**Given request a**
In the article about the Royal Humane Society medal below, rewrite the paragraph beginning "The Army Cadet Force (ACF) is" as a short bulleted list that keeps its main facts.

====== Quoted text ======

He was presented with the rare and prestigious Bronze Medal of the Royal Humane society by HRH Princess Alexandra at the palace on Thursday ( Ocober 20th).

Michael , who is an Acton Army Cadet Leader, saved the lives of over forty young Army Cadets and staff travelling by coach to their annual camp in Wiltshire last August. His citation reads, “…for having, on 15th August 2010, at very great personal risk saved the lives of over forty cadets and officers of the Army Cadet Force, when the driver became ill and lost control of the coach they were travelling in, on the southbound lane of the M3 motorway between junctions 3 and 4.”

Along with two other supervising members of staff Lt Victoria Coles and Sergeant Major Instructor Clive Clahar, Michael acted swiftly when the coach driver lost control - Michael steering the veering coach to a safe halt in the emergency lane of the opposite carriageway. As a result no one was seriously injured. The cadets were able to continue and enjoy what is the highlight of the cadet year – annual camp.

A Police Officer at West End, Michael commented “It’s very nice for this to be recognised, we were very lucky and of course it was not just my actions but that of others which brought us to safety. In some ways I just happened to be at the right place at the right time to do what was needed.” After the ceremony Michael accompanied by his partner Emma Clark and both their fathers said “It was fantastic being here at Buckingham Palace, really cool”

Michael originally from Chiswick, was both a cadet at the vibrant 202 Acton Detachment (Royal Engineers) and returned to serve as an adult volunteer, receiving a commission in February 2010. He is now Training Officer for the whole of 20 Company which includes a large part of North West London. He now lives in Camden.

First Aid is an integral part of the Army Cadet Syllabus, as is leading and dealing confidently with unusual situations, demonstrated by his actions on this occasion. He has also received a commendation from the Metropolitan Police.

The Army Cadet Force (ACF) is the Army's national voluntary youth organisation with a membership of over 47,000 12 to 18 year old boys and girls. It operates in over 1700 locations all over the UK. Its aim is to inspire young people to achieve success in life, with a spirit of service to the Queen, Country and their local community alike.

In Middlesex and North West London ACF there are 34 Detachments, with over 1000 cadets, which meet twice a week in locations all over the North West of London, from Barnet in the North to Victoria in the South and as far West as Staines. The cadets participate in a full range of activities which include sport, first aid, adventure training and community work, as well as military skills. The ACF are also major participants in the Duke of Edinburgh's Award.

======

**Given request b**
In the entries that follow, identify every line containing the word "bounding" and copy each such line.

====== Records provided ======

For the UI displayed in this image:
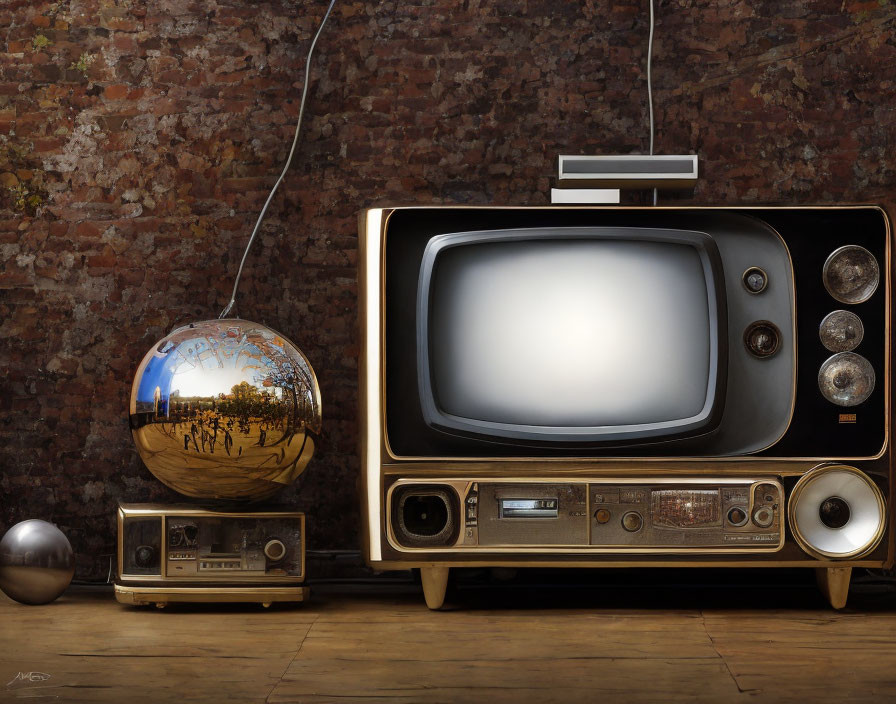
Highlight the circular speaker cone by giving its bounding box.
[391,484,460,547]
[818,496,849,528]
[818,352,875,406]
[789,465,886,559]
[134,545,156,567]
[822,244,880,303]
[744,320,781,359]
[818,310,865,352]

======

**Task output a**
- The Army Cadet Force (ACF) is the Army's national voluntary youth organisation.
- It has over 47,000 members, boys and girls aged 12 to 18.
- It operates in over 1700 locations across the UK.
- Its aim is to inspire young people to succeed in life with a spirit of service to the Queen, Country and their local community.

**Task output b**
Highlight the circular speaker cone by giving its bounding box.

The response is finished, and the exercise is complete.